▶ **Task to carry out**
Set down exactly the lines of the records from the top to the line containing "Ground the snow"; include both.
________
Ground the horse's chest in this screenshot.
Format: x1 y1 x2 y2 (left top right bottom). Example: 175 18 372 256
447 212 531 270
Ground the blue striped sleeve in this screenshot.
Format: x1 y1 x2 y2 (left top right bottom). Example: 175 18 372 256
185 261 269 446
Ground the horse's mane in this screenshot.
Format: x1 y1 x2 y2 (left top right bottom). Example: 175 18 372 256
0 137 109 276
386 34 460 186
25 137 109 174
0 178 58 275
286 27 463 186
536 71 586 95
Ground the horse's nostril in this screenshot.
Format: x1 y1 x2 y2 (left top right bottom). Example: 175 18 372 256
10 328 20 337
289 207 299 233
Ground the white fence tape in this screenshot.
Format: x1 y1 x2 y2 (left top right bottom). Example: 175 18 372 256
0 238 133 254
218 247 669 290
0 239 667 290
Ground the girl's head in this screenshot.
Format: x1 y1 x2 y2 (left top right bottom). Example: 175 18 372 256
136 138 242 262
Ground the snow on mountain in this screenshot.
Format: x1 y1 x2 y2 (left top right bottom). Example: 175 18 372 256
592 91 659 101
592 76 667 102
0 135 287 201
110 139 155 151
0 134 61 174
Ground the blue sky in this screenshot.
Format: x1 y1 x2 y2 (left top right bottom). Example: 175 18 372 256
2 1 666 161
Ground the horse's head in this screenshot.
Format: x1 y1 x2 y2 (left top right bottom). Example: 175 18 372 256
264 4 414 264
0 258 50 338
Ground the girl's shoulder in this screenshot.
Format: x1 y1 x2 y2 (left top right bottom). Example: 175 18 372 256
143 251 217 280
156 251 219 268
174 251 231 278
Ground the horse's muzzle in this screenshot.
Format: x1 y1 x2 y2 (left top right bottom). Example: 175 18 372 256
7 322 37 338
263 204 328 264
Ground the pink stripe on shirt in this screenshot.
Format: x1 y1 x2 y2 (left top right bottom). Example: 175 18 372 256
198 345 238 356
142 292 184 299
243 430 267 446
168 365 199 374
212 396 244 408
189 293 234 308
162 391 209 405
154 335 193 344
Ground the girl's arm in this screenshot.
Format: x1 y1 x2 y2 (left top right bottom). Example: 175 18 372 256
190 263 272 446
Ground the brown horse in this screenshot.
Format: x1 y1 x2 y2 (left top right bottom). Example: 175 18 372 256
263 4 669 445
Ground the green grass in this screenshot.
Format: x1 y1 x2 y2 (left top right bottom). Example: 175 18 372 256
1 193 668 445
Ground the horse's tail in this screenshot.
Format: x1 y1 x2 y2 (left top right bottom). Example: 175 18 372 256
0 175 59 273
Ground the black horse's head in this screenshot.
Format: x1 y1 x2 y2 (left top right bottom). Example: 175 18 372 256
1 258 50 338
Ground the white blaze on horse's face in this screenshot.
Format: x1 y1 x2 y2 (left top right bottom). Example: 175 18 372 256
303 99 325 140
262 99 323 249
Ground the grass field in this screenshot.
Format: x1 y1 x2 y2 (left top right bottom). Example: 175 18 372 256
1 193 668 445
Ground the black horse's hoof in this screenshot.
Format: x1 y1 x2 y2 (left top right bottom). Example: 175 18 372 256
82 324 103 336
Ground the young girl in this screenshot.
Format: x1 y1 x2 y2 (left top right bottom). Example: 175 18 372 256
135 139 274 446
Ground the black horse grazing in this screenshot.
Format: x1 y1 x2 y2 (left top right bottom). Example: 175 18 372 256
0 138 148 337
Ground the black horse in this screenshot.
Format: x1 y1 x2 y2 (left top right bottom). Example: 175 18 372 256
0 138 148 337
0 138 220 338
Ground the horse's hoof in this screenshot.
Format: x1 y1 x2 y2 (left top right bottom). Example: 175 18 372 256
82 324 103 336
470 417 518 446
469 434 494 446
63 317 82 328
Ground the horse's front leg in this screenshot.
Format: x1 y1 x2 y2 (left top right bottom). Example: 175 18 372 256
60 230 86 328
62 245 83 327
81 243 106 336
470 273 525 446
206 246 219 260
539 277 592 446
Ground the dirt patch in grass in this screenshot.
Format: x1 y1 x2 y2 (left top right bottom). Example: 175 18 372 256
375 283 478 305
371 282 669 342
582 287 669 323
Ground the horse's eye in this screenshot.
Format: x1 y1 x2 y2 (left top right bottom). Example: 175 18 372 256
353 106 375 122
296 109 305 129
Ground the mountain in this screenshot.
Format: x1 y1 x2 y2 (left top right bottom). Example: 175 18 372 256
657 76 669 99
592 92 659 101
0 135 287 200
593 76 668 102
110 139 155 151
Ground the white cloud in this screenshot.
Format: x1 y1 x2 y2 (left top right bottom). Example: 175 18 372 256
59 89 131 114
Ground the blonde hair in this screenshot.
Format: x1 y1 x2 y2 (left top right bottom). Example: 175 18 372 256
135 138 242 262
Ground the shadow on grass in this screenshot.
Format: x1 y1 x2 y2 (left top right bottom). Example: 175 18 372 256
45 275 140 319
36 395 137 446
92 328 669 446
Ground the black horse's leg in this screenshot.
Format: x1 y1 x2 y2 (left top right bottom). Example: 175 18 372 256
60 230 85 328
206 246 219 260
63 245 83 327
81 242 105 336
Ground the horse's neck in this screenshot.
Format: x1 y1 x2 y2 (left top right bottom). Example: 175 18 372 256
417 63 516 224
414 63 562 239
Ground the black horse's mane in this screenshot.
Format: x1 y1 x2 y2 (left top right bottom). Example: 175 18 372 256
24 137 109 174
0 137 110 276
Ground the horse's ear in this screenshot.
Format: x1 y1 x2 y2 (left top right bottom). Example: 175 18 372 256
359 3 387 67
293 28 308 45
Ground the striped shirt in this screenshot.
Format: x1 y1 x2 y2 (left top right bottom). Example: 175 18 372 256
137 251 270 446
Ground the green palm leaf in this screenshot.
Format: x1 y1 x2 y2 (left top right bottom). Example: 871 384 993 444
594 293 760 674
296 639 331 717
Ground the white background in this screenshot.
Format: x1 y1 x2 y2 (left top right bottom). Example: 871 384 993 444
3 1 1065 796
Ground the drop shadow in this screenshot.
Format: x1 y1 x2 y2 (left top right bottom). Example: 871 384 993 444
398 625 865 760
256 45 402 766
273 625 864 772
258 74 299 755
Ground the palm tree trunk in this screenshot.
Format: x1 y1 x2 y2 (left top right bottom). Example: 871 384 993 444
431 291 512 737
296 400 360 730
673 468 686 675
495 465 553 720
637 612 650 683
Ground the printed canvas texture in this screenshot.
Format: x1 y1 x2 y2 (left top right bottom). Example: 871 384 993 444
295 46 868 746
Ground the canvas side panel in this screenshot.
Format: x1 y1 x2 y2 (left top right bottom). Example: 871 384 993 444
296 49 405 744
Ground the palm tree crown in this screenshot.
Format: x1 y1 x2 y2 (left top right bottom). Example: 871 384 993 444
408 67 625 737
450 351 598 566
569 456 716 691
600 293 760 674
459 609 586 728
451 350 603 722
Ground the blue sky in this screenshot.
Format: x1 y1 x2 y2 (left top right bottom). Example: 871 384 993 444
________
▶ **Output for this task**
Ground the horse's chest in this screenshot.
Format: x1 y1 x2 y2 (left top right bottom). Example: 175 18 372 256
447 212 531 270
Ground the blue striped sleeve in this screenshot.
Format: x1 y1 x2 y2 (left top right bottom). Example: 175 18 372 256
185 261 269 446
Ground the horse's mane in this screenshot.
Format: x1 y1 x2 y2 (left top right bottom). Example: 175 18 372 256
0 137 109 276
386 34 460 186
25 137 109 174
0 178 58 275
286 27 463 186
536 71 586 95
Ground the horse's nostril in this screenshot.
Format: x1 y1 x2 y2 (left top right bottom). Example: 175 18 372 256
10 328 20 337
289 207 299 233
Ground the white fence tape in this screenshot.
Format: x1 y1 x2 y2 (left top right bottom). Example: 175 18 372 256
0 238 133 254
218 247 669 290
0 239 667 290
Ground the girl's head in this screenshot.
Format: x1 y1 x2 y2 (left top right bottom). Example: 175 18 372 256
136 138 242 262
Ground the snow on mountain in this screenshot.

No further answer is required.